» GOAL OF THE EXERCISE
Set down exactly the lines running from the line with "Target: suit jacket lapel" to the end of the listing below, both ends included.

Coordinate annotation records

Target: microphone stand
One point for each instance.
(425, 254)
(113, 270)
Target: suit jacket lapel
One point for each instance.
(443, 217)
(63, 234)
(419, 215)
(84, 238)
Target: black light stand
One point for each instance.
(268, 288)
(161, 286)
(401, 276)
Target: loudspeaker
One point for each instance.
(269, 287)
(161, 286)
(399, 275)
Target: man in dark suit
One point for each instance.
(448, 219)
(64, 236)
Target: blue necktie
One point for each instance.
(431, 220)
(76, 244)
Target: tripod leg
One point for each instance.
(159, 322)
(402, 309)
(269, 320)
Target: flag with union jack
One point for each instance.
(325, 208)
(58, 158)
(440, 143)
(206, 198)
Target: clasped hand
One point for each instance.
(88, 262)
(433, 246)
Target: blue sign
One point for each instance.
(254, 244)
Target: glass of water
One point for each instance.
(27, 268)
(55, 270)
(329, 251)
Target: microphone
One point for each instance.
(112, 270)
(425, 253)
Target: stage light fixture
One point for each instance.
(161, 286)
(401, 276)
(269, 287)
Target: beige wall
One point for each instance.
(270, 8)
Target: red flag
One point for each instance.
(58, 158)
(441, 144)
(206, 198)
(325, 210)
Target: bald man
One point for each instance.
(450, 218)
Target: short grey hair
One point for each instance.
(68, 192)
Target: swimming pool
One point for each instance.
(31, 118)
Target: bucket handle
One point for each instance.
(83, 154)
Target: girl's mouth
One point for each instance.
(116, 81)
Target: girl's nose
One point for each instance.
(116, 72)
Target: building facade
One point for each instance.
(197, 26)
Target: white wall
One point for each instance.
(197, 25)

» SOLUTION TO THE PROBLEM
Target: suit jacket lapel
One point for each instance.
(443, 217)
(63, 234)
(419, 215)
(84, 238)
Target: black light stand
One point for each instance.
(268, 288)
(161, 286)
(401, 276)
Target: loudspeaker
One point for each instance.
(269, 287)
(161, 286)
(399, 275)
Target: man in dark suit
One point for each instance.
(448, 219)
(64, 236)
Target: blue necktie
One point for each instance.
(431, 220)
(76, 244)
Target: tripod leg
One point for each instance.
(159, 322)
(402, 309)
(269, 320)
Target: flag with union jack
One point for each instance.
(325, 208)
(58, 158)
(440, 143)
(206, 198)
Target: clasped hand
One point for each instance.
(88, 262)
(433, 246)
Target: blue sign
One point for each instance.
(254, 244)
Target: glass of water
One point for each instance.
(27, 268)
(55, 270)
(329, 251)
Target: microphone
One point for each instance.
(112, 270)
(425, 253)
Target: stage light fixture
One point for each instance.
(161, 286)
(401, 276)
(269, 287)
Target: beige wall
One point for each instance.
(270, 8)
Target: red flag
One point for each instance.
(58, 158)
(441, 144)
(206, 198)
(325, 210)
Target: bald man
One point for each instance.
(450, 218)
Target: short grey hair
One point for each instance.
(68, 192)
Target: swimming pool
One point for each instance.
(31, 118)
Target: bucket handle
One point for each instance.
(83, 154)
Target: girl's mouth
One point for each instance.
(116, 81)
Target: girl's nose
One point for each instance.
(116, 72)
Target: building facade
One point for each instance.
(197, 26)
Target: white wall
One point for each instance.
(197, 25)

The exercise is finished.